▶ Objective
Rewrite every line of the material below as a Markdown table with the columns Row and Line, numbering each row and skipping blank lines. Leave the pictures out of the answer.

▶ Given records
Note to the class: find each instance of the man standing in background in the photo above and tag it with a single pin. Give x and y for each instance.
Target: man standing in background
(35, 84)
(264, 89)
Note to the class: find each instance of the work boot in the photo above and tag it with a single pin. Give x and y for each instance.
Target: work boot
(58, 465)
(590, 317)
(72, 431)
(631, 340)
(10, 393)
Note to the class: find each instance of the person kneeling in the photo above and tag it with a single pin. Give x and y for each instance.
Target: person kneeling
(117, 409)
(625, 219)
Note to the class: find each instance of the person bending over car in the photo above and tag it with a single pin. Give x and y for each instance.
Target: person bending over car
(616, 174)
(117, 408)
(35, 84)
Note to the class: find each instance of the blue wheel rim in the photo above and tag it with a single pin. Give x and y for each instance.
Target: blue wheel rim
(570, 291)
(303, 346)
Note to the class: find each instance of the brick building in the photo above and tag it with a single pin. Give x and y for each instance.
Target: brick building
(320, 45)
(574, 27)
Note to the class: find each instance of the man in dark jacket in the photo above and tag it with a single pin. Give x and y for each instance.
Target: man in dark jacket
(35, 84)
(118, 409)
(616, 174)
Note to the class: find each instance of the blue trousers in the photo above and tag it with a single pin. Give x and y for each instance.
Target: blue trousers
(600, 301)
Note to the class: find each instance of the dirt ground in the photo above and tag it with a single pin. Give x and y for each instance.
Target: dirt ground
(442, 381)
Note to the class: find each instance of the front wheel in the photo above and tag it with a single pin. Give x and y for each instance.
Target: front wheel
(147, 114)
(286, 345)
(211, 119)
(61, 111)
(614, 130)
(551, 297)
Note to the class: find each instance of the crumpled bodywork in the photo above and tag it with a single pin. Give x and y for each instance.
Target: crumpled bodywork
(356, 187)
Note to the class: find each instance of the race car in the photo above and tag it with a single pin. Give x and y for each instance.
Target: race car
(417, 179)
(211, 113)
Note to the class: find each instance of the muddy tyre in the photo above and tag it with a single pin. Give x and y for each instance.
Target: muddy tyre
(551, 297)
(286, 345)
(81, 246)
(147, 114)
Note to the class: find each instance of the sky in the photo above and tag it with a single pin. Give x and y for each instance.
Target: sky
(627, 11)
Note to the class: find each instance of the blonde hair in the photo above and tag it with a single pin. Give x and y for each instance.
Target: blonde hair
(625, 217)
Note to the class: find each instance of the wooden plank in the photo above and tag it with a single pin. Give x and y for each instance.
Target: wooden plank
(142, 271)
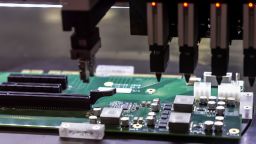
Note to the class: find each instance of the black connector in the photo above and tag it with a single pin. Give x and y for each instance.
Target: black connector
(31, 87)
(28, 78)
(44, 101)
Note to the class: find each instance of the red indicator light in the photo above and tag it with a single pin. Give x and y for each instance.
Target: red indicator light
(217, 5)
(153, 4)
(250, 5)
(185, 4)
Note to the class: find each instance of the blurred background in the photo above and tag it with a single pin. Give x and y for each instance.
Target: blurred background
(32, 38)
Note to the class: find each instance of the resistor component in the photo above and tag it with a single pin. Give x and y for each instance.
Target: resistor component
(218, 126)
(211, 105)
(124, 121)
(150, 120)
(93, 119)
(208, 125)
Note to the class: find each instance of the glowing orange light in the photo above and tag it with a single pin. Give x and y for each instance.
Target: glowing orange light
(250, 5)
(153, 4)
(185, 4)
(217, 5)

▶ Result
| Row | Line |
|---|---|
| 1 | Note to the class: find each instance of the man standing in background in the photo above and tag it with a single pin. Give x and y for each instance. |
| 2 | Target: man standing in background |
| 3 | (35, 84) |
| 4 | (264, 89) |
| 5 | Note to the class: find each instance of the work boot in the photo above and tag it with a single pin. Give x and y for each instance. |
| 6 | Target: work boot |
| 7 | (58, 465) |
| 8 | (590, 317) |
| 9 | (72, 431) |
| 10 | (631, 340) |
| 11 | (10, 393) |
| 12 | Note to the class: find each instance of the person kneeling in the photo above and tag it with a single pin. Give x and y for each instance. |
| 13 | Target: person kneeling |
| 14 | (117, 409) |
| 15 | (625, 219) |
| 16 | Note to the class: find each instance of the person bending over car in the photo above and tag it with a single pin. Give x and y for each instance. |
| 17 | Target: person bending over car |
| 18 | (616, 174) |
| 19 | (117, 408) |
| 20 | (35, 84) |
| 21 | Note to the class: find each instance of the blue wheel rim in the photo above and tag it with a single pin. Give x and y for each instance. |
| 22 | Target: blue wheel rim |
| 23 | (570, 291) |
| 24 | (303, 346) |
| 25 | Note to the class: find each instance of the brick building in the photo above and tag it with a single pin. Give x and y for each instance. |
| 26 | Target: brick building |
| 27 | (320, 45) |
| 28 | (574, 27) |
| 29 | Note to the class: find each instance of the man in dark jacket in the photo above and tag it with a single pin. Give x and y for each instance. |
| 30 | Target: man in dark jacket |
| 31 | (35, 84) |
| 32 | (118, 409) |
| 33 | (616, 174) |
| 34 | Note to the class: find each instance of the blue trousers in the photo above and tag it with a single pin. Give x and y for each instance. |
| 35 | Target: blue trousers |
| 36 | (600, 301) |
| 37 | Note to the class: find each instance of the dirt ground in the photo above and tag it with a single pin. Give x and y for each instance. |
| 38 | Target: dirt ground |
| 39 | (442, 381) |
| 40 | Note to the class: find each instance of the front wheel in the photo above and tag it with a single pin. Give x and y for each instance. |
| 41 | Target: front wheel |
| 42 | (147, 114) |
| 43 | (286, 345) |
| 44 | (211, 119) |
| 45 | (61, 111) |
| 46 | (614, 130) |
| 47 | (551, 297) |
| 48 | Note to the class: find each instance of the crumpled bodywork in the photo above and tag it with a single pin. Give x and y for each instance. |
| 49 | Target: crumpled bodywork |
| 50 | (356, 187) |
| 51 | Note to the class: find each instance of the race car in the photo above and tag it with a single pin. Give x and y for each instance. |
| 52 | Target: race car |
| 53 | (417, 179) |
| 54 | (211, 113) |
| 55 | Note to the class: find each instance of the muddy tyre in the photo above and tag it with a single pin. Give x and y for each instance. |
| 56 | Target: muddy tyre |
| 57 | (551, 297) |
| 58 | (286, 345) |
| 59 | (81, 246) |
| 60 | (147, 114) |
| 61 | Note to the class: find each instance of the sky in the photo above and tag it with a single pin. Give x and y for each instance. |
| 62 | Target: sky |
| 63 | (627, 11) |
| 64 | Note to the class: find each instance of the blonde hair in the photo above and tag it with a single pin. Give x and y for each instance. |
| 65 | Target: blonde hair |
| 66 | (625, 217) |
| 67 | Note to the class: find each instance of the wooden plank in the photo above and tag it with a single pin. Give x and y for each instance. |
| 68 | Target: wooden plank |
| 69 | (142, 271) |
| 70 | Note to the class: find each instance of the black connector in the photo above and tag it with a single pin. Give x and y for each instance. |
| 71 | Target: black connector |
| 72 | (31, 87) |
| 73 | (28, 78) |
| 74 | (44, 101) |
| 75 | Note to the class: find each instance of the red indicator light in the photo above and tag it with a single pin. Give x and y for each instance. |
| 76 | Target: red indicator light |
| 77 | (217, 5) |
| 78 | (153, 4) |
| 79 | (250, 5) |
| 80 | (185, 4) |
| 81 | Note to the class: find each instance of the blurred background in the photo above and tag it with a single pin. Give x and y for each instance. |
| 82 | Target: blurred background |
| 83 | (32, 38) |
| 84 | Note to the class: find each instance of the resistor component in the photo above and tag it with a single pin. Give x and y for each instance. |
| 85 | Target: resistor component |
| 86 | (218, 126) |
| 87 | (211, 105) |
| 88 | (124, 121) |
| 89 | (150, 120) |
| 90 | (93, 119) |
| 91 | (208, 125) |
| 92 | Note to the class: find each instance of the glowing orange light in the photo above and tag it with a single pin. Give x and y for each instance. |
| 93 | Target: glowing orange light |
| 94 | (250, 5) |
| 95 | (153, 4) |
| 96 | (185, 4) |
| 97 | (217, 5) |